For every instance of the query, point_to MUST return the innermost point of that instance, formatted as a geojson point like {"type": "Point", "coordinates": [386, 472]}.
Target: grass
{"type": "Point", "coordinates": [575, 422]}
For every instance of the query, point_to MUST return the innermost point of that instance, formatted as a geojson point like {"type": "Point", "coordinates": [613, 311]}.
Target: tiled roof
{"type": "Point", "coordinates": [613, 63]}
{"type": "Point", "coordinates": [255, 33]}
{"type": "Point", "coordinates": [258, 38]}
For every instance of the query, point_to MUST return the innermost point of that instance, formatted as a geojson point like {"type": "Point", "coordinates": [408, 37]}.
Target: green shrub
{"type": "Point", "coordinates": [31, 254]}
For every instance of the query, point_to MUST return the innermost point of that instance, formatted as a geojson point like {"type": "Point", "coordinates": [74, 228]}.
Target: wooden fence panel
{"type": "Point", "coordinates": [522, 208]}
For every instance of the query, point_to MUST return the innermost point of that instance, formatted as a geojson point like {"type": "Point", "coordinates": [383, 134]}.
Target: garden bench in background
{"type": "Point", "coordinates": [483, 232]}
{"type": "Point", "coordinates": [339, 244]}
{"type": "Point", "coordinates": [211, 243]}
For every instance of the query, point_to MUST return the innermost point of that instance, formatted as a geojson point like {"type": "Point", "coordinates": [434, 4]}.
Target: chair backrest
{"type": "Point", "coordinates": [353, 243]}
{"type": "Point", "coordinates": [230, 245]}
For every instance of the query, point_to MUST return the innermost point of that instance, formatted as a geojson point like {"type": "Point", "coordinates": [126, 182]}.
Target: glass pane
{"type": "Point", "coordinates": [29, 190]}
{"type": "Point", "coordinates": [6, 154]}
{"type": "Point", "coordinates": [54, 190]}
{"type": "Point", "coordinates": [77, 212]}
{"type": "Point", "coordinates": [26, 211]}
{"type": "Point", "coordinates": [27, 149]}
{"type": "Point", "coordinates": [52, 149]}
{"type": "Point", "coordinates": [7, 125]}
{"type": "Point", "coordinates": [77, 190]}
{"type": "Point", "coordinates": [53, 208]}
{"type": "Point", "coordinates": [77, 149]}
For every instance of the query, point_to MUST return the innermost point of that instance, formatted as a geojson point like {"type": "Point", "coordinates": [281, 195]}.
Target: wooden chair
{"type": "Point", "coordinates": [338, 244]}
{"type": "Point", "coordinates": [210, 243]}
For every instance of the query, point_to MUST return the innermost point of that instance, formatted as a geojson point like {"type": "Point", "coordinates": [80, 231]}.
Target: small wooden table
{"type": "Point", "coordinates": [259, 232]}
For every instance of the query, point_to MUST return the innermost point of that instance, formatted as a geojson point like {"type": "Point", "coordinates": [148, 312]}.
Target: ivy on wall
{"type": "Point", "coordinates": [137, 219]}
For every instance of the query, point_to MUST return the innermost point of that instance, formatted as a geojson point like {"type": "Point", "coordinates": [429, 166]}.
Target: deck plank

● Exercise instructions: Output the full listing. Match it exactly.

● Task output:
For every instance of the query, point_to MUST return the innermost point of that instance, formatted as a geojson point like {"type": "Point", "coordinates": [386, 472]}.
Target: grass
{"type": "Point", "coordinates": [575, 422]}
For every instance of the query, point_to MUST return the innermost point of that instance, formatted as a geojson point like {"type": "Point", "coordinates": [613, 311]}.
Target: tiled roof
{"type": "Point", "coordinates": [613, 63]}
{"type": "Point", "coordinates": [255, 33]}
{"type": "Point", "coordinates": [258, 38]}
For every instance of the query, point_to MUST return the innermost point of that instance, formatted as a geojson point like {"type": "Point", "coordinates": [408, 37]}.
Target: green shrub
{"type": "Point", "coordinates": [31, 254]}
For every instance of the query, point_to MUST return the innermost point of that instance, formatted as a geojson point like {"type": "Point", "coordinates": [74, 228]}.
Target: wooden fence panel
{"type": "Point", "coordinates": [522, 208]}
For every instance of the query, point_to MUST return the innermost point of that instance, formatted as a geojson point like {"type": "Point", "coordinates": [383, 134]}.
Target: garden bench in background
{"type": "Point", "coordinates": [483, 232]}
{"type": "Point", "coordinates": [339, 244]}
{"type": "Point", "coordinates": [211, 243]}
For every instance of the query, point_to MUST return the innermost point of that instance, formatted as a geojson point like {"type": "Point", "coordinates": [434, 4]}.
Target: chair backrest
{"type": "Point", "coordinates": [353, 243]}
{"type": "Point", "coordinates": [230, 245]}
For every instance of the query, point_to MUST return the innermost point of that instance, formatted as a geojson point like {"type": "Point", "coordinates": [126, 182]}.
Target: glass pane
{"type": "Point", "coordinates": [29, 190]}
{"type": "Point", "coordinates": [6, 154]}
{"type": "Point", "coordinates": [54, 190]}
{"type": "Point", "coordinates": [77, 212]}
{"type": "Point", "coordinates": [26, 211]}
{"type": "Point", "coordinates": [27, 149]}
{"type": "Point", "coordinates": [52, 149]}
{"type": "Point", "coordinates": [7, 125]}
{"type": "Point", "coordinates": [77, 190]}
{"type": "Point", "coordinates": [53, 208]}
{"type": "Point", "coordinates": [77, 149]}
For every instance of the query, point_to MUST return the innermost point of that instance, formatted as a geojson point like {"type": "Point", "coordinates": [281, 195]}.
Target: wooden chair
{"type": "Point", "coordinates": [338, 244]}
{"type": "Point", "coordinates": [210, 243]}
For every instance of the query, point_to MUST return the innermost point of that instance, formatted as a geojson point like {"type": "Point", "coordinates": [80, 231]}.
Target: small wooden table
{"type": "Point", "coordinates": [259, 232]}
For every instance of the query, point_to MUST return the innermost point of that instance, formatted as a geojson point like {"type": "Point", "coordinates": [148, 312]}.
Target: ivy on wall
{"type": "Point", "coordinates": [137, 219]}
For every instance of the query, point_to MUST return the innermost point of that instance, formatted as a geojson point like {"type": "Point", "coordinates": [429, 166]}.
Target: deck plank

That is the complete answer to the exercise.